> Stated exercise: Please show each line of the records below that contains the word "fabric", copied in full.

[Extracted data entries]
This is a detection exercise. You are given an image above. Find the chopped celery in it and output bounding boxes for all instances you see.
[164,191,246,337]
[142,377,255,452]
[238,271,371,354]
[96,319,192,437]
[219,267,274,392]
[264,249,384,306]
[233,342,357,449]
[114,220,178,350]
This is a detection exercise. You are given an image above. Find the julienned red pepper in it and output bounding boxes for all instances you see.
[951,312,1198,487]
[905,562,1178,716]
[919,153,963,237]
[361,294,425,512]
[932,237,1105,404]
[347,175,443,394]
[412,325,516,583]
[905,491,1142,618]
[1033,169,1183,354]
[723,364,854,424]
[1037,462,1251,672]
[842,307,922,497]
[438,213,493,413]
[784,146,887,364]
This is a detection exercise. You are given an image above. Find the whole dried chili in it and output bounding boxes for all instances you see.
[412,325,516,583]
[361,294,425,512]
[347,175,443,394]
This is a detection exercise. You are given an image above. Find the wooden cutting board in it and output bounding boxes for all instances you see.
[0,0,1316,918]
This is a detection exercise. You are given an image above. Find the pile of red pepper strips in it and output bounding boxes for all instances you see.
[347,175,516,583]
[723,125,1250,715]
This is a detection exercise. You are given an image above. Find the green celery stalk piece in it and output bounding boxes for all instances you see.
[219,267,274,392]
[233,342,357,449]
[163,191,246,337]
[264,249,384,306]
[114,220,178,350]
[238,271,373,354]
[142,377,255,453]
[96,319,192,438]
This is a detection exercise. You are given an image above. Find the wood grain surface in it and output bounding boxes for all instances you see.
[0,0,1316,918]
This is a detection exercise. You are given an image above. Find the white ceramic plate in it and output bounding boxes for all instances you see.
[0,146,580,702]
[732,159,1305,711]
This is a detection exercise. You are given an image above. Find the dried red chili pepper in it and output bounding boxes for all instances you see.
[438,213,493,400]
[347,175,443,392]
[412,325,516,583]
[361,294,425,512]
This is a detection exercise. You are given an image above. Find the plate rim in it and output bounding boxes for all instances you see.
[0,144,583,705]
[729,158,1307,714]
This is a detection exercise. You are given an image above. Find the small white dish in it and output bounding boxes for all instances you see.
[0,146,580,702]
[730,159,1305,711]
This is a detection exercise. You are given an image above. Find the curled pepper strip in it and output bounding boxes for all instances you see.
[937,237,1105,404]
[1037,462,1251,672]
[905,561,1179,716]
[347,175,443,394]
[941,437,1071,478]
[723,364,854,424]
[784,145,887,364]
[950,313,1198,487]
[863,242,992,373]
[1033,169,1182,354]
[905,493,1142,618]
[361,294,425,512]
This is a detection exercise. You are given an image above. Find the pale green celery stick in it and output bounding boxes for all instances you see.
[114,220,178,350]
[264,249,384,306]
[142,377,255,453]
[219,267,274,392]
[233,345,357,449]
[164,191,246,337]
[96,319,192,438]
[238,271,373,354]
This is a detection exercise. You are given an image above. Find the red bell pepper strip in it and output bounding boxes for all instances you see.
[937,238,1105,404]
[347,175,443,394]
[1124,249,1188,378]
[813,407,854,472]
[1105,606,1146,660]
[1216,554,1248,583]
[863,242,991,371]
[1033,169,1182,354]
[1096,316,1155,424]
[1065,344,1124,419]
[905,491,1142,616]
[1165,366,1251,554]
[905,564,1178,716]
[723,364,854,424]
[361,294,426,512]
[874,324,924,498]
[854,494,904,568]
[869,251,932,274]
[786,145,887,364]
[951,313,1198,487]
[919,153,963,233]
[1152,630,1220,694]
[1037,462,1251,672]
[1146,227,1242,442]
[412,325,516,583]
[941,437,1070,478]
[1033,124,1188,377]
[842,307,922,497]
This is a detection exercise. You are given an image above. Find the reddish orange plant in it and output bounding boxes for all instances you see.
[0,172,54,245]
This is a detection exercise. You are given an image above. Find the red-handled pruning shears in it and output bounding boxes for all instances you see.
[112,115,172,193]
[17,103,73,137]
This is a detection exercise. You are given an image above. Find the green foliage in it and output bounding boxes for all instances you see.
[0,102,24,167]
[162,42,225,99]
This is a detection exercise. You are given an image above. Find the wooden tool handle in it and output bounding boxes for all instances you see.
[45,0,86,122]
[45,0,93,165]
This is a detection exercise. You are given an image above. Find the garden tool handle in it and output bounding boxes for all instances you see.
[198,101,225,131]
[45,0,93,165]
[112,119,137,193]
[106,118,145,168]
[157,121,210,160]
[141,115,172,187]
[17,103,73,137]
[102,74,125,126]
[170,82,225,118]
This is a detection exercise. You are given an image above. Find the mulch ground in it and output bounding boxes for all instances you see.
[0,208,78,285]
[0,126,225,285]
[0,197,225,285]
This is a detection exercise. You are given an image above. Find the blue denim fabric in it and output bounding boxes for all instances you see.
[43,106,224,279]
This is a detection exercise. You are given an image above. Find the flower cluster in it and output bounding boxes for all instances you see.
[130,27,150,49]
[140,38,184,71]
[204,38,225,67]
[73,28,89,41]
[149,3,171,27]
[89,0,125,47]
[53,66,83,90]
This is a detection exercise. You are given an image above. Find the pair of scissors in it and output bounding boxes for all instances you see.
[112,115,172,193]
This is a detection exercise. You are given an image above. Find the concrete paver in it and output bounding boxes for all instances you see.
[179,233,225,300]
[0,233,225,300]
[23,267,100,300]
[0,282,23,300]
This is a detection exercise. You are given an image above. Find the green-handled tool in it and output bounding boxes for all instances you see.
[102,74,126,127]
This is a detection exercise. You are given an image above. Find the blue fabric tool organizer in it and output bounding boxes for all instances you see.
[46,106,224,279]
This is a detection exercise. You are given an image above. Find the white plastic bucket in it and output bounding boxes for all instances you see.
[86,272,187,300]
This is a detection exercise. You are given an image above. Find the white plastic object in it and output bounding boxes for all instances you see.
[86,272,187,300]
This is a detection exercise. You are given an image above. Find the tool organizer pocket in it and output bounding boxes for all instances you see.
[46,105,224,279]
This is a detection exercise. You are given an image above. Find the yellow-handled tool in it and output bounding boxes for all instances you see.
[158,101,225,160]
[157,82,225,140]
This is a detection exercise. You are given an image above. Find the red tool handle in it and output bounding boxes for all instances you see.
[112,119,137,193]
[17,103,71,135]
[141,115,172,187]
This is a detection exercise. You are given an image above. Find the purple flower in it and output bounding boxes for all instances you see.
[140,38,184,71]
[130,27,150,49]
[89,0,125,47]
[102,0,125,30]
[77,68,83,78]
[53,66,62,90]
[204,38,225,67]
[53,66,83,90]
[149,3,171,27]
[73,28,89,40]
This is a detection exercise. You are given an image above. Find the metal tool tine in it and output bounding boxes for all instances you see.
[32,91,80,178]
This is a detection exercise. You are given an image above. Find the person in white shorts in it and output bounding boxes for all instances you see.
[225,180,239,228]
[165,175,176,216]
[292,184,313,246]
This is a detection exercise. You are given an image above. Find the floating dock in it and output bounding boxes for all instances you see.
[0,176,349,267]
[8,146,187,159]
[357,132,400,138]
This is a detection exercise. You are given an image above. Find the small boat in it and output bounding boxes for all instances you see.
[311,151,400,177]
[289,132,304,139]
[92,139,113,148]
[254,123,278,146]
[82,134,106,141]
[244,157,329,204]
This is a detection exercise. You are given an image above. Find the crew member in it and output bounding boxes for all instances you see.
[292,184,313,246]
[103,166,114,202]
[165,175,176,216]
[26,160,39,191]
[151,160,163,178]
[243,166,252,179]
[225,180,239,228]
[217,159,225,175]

> Response to the task:
This is a detection exercise. You are given an image above. Find the blue denim fabric in it and output bounding boxes for all instances you see.
This is a detection exercise. You are given an image above. Find the blue fabric tool organizer in it and output bounding boxes for all instances you see.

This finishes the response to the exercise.